Collection entries:
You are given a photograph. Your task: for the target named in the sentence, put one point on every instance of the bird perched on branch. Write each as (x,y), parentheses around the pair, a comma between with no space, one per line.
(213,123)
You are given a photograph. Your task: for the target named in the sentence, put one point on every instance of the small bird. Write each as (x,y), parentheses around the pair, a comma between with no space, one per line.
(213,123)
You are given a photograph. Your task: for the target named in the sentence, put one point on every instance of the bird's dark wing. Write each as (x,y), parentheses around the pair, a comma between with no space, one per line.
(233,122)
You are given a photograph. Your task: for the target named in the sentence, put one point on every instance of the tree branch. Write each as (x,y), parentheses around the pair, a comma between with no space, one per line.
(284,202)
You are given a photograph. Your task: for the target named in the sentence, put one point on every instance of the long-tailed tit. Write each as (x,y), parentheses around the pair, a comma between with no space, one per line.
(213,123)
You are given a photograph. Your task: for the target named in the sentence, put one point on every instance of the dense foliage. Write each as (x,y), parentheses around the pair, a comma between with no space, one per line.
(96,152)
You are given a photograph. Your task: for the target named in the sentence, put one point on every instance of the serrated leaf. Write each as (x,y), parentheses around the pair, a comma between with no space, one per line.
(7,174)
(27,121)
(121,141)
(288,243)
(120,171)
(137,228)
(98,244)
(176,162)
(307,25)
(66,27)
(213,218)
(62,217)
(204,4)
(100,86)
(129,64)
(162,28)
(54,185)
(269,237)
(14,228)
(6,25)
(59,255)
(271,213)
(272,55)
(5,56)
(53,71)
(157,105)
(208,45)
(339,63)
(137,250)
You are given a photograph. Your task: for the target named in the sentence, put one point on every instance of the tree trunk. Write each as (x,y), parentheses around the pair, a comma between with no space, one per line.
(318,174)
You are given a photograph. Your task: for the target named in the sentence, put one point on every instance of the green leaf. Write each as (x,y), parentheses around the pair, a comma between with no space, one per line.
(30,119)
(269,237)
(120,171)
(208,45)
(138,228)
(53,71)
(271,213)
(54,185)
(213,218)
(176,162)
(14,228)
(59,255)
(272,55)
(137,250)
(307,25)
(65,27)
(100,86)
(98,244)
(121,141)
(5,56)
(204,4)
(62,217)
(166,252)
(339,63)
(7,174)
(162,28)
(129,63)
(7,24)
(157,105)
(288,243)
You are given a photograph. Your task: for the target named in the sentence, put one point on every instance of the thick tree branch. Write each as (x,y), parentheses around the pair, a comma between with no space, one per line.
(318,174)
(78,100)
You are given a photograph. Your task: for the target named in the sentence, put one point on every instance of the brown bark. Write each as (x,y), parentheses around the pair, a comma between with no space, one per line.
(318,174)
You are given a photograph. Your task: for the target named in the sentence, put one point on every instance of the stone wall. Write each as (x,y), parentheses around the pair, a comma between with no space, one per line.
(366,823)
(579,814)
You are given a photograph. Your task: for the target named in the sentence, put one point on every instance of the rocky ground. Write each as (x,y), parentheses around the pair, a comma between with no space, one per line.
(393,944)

* EXERCISE:
Please set down each entry again, word for word.

* PROBLEM SOLUTION:
You are given a photograph. Your task: for the target named in the sentence, put one point on every instance of the bird perched on branch. Write each as (x,y), parentheses around the pair, a comma between with no space, one per line.
(213,123)
You are given a photograph. Your task: for the target named in the sentence, put one point on every instance of the small bird. Write each as (x,y), parentheses around the pair, a comma between with no space, one per line.
(213,123)
You are given a photograph. Your task: for the target named in the sentence, put one point on every instance of the bird's dark wing. Write each as (x,y), parentheses around the pair, a comma between with no space, one per line.
(233,122)
You are given a photograph. Your task: for the target named in the sentence, put one point on every instance of the tree branch. Write each as (x,y), parentheses around the pair, a comma between with no space, one per line.
(284,202)
You are given a photograph. Your task: for the target named in the sentence, put one point on every instance of the long-tailed tit. Write each as (x,y), parentheses around the pair, a comma between with no space, one per line.
(213,123)
You are given a photograph. Your task: for the target named in the sentence, put one point on every instance of the dense foliage. Write each as (x,y), parentheses around the pair, a comma between with no space, one per line.
(96,152)
You are given a photograph. Your task: for the target named in the sentence, put one point on every instance of the serrated leaf. Write each as (x,y), parentheses around the pair, a comma between with no space, one per line.
(7,174)
(27,121)
(121,141)
(288,243)
(120,171)
(137,228)
(98,244)
(176,162)
(307,25)
(66,27)
(213,218)
(62,217)
(204,4)
(100,86)
(129,64)
(162,28)
(54,185)
(269,237)
(14,228)
(6,25)
(59,255)
(271,213)
(272,55)
(5,56)
(53,71)
(157,105)
(208,45)
(339,63)
(137,250)
You are given a photograph. Your task: for the target named in the sentence, put one point on every instance of the tree trunk. Write each as (x,y), parentheses around the pair, a comma between with no space, one per line.
(318,174)
You are given a photograph. Your task: for the target named in the sentence, put one point on every instance of the green leaf. Write each as (x,y), parentheses around the pair, a comma between with no space, one per line.
(30,119)
(269,237)
(120,171)
(208,45)
(138,228)
(53,71)
(271,213)
(54,185)
(213,218)
(176,162)
(14,228)
(59,255)
(272,55)
(137,250)
(307,25)
(65,27)
(100,86)
(98,244)
(121,141)
(5,56)
(204,4)
(62,217)
(166,252)
(339,63)
(7,174)
(162,28)
(129,63)
(7,24)
(157,105)
(288,243)
You are given a photograph. Your task: for the target named in the sentence, put one point on every instance of the thick tree branch. Write each as (x,y), parentheses around the pair, a comma between with no space, one per line.
(318,174)
(78,100)
You are given a photograph. Your task: for the target named in the sentence, put one point on every instance of the brown bark. Write each as (x,y), parentheses around the pair, a comma between with no space, one per line.
(318,174)
You are given a photograph. Your task: for the target named in the sentence, put one point on every instance of the stone wall. Write each as (x,y), parentheses around the pair, a comma between with no space, one per line.
(366,823)
(579,814)
You are given a photograph. Your task: for the target named in the sentence, put one point on every instance of the rocky ground. Write each as (x,y), parentheses around the pair, a comma between with no space, one per line.
(393,944)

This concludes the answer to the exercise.